- _Aim of the task_:
Only lines with the word "photo" are wanted; copy each of them from the listing below.

▬▬▬▬▬▬

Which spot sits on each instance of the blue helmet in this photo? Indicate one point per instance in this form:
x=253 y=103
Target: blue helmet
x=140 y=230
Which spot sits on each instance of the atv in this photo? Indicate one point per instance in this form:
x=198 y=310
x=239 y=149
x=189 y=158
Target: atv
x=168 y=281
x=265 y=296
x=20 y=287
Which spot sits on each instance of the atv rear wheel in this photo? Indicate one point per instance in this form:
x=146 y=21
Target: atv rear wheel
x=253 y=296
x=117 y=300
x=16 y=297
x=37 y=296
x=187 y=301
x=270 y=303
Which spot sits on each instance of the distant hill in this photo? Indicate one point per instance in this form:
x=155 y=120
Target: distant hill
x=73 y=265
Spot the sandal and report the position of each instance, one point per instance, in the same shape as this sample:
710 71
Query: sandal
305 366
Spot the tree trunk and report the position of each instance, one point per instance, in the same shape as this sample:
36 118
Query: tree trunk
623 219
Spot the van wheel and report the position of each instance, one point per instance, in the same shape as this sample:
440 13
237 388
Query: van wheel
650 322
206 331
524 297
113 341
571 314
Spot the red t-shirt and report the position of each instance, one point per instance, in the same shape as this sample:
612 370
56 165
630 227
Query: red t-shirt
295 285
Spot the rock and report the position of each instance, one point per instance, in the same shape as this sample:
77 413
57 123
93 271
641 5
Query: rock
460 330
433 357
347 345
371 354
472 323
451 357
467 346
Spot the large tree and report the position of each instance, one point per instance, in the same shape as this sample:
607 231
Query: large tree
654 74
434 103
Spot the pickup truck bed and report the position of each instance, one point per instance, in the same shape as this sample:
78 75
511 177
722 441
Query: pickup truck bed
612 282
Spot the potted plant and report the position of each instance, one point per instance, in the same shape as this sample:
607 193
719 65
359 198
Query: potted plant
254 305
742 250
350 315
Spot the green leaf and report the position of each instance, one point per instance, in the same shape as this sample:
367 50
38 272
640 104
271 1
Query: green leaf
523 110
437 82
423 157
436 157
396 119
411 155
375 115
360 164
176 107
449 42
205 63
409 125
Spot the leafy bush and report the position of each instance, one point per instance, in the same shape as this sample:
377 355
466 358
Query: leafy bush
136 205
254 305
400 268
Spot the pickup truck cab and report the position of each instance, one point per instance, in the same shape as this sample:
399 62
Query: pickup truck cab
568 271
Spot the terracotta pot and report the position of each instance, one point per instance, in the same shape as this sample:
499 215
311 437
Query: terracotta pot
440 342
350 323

▬▬▬▬▬▬

- _Result for this task_:
Which spot sits on each instance of the blue helmet in this photo? Indicate one point per instance in this form:
Which spot sits on each instance of the atv in this photo? Indicate one point per instance in this form:
Which spot sits on each instance of the atv rear wheel in this photo? Indicate one point per instance in this form:
Which spot sits on each instance of the distant hill in this photo? Indicate one point per instance in this form:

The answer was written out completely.